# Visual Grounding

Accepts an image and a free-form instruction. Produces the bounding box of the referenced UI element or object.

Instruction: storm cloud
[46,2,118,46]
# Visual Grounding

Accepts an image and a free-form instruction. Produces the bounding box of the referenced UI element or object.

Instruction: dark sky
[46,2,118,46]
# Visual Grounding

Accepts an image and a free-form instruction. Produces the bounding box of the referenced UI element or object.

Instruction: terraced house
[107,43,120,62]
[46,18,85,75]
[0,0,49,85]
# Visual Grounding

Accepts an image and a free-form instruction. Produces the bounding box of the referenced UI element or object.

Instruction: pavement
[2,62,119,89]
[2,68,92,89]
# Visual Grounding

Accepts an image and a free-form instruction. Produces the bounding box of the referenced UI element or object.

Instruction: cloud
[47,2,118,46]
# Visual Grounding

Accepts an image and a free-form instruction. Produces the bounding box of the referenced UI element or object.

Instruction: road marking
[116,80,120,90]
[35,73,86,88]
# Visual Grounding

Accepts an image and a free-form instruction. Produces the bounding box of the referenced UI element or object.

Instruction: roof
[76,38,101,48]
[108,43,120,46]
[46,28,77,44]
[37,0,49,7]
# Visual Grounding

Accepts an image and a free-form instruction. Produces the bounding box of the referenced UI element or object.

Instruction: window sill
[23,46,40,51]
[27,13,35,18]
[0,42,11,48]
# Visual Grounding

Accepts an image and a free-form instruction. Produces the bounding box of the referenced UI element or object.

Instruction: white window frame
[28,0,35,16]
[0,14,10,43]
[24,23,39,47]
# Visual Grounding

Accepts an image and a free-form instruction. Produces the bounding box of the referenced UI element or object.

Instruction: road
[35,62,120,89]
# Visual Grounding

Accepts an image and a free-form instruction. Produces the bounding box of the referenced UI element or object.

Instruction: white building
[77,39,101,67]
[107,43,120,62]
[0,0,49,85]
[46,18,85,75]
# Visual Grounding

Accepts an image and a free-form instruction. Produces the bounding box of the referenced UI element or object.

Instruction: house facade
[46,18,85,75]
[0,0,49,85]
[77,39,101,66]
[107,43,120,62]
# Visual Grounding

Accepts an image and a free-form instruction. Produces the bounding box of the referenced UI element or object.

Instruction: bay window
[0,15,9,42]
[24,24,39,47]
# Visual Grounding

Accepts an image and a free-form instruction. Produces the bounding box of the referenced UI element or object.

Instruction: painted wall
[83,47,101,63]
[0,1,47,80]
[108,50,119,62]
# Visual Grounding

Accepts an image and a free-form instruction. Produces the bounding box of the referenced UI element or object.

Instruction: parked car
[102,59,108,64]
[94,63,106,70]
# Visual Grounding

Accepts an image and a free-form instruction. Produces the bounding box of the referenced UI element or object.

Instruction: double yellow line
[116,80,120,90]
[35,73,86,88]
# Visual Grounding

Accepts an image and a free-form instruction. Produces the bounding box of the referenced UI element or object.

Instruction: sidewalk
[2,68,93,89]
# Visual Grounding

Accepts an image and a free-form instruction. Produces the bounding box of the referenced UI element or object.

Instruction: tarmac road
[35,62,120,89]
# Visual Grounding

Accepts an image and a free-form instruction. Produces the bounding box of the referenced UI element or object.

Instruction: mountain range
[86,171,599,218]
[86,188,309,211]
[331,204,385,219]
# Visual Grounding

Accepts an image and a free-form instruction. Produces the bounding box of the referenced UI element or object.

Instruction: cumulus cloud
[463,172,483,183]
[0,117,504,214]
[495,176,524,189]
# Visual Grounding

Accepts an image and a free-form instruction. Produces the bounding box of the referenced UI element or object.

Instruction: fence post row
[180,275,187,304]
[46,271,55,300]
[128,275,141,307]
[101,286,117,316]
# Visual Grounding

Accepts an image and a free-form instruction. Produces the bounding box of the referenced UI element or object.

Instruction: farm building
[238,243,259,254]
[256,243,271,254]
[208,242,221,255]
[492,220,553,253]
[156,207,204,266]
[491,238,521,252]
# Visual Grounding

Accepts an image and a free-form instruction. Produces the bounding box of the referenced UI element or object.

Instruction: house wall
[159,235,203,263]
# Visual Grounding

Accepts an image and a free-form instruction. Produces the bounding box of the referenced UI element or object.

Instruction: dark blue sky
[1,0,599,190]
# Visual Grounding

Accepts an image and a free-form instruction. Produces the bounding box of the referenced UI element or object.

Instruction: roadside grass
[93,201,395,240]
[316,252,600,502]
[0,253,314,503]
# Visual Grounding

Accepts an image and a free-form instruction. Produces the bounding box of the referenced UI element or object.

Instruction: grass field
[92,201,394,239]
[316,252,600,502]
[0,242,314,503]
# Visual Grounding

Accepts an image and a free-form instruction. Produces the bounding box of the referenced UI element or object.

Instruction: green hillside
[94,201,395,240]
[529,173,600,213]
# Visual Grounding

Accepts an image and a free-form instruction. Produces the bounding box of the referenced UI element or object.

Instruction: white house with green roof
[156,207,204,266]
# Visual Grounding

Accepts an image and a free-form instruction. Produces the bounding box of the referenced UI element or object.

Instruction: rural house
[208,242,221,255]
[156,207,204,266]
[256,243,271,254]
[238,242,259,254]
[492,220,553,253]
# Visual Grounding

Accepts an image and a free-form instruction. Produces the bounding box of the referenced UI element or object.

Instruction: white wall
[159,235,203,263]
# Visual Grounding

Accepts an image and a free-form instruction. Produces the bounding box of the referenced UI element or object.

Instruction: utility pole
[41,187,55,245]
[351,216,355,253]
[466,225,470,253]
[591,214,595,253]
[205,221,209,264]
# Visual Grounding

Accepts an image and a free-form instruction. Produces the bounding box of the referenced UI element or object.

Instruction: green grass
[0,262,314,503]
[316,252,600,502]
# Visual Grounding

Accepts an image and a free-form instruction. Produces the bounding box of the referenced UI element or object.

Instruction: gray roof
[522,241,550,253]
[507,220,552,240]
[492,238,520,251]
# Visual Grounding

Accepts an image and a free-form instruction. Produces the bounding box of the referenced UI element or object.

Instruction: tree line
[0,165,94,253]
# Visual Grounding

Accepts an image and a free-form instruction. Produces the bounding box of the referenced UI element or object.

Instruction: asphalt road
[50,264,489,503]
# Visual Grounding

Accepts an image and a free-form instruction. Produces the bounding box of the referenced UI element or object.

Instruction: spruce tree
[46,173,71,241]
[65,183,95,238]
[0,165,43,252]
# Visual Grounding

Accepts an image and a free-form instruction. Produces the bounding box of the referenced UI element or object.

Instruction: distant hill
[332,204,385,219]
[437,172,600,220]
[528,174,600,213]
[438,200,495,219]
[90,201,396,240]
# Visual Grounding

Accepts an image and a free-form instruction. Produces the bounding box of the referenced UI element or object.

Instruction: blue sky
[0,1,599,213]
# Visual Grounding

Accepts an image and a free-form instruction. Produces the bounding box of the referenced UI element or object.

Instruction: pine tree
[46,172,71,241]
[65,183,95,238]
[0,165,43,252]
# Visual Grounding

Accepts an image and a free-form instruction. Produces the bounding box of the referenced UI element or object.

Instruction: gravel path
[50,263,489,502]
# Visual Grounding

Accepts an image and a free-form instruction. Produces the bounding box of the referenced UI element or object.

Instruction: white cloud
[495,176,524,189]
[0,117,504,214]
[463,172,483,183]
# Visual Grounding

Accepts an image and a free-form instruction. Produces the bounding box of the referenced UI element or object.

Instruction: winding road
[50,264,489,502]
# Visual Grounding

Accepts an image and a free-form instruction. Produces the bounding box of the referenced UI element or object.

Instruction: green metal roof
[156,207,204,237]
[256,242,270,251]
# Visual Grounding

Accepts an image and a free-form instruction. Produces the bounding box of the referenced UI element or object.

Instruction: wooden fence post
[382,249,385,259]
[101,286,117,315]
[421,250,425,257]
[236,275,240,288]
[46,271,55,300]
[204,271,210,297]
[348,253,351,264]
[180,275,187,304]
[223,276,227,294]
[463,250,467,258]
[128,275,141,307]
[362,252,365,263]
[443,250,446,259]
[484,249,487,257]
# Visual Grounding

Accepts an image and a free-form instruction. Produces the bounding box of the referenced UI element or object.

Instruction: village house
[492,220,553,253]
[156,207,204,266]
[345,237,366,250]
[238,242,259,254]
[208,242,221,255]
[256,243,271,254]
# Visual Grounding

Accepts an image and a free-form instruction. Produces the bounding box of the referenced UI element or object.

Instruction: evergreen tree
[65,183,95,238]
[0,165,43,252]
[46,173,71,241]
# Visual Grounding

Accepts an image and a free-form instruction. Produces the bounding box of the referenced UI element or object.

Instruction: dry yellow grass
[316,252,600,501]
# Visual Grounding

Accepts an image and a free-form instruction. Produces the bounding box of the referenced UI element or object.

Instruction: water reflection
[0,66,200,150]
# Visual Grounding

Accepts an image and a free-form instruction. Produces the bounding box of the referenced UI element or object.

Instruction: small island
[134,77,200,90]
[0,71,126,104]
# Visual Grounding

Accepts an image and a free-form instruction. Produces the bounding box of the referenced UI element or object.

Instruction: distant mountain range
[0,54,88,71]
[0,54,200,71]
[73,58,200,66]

■ Description of the task
Within the records above, the line carrying "Instruction: small island" starts the range and the last line ends it. Set down that range exactly.

■ Answer box
Instruction: small island
[134,77,200,90]
[0,71,126,104]
# Visual Grounding

Accepts an image and a free-form instruction. Produces the bounding box of the referenced UI element or object.

Instruction: distant mountain range
[0,54,88,71]
[0,54,200,71]
[73,58,200,66]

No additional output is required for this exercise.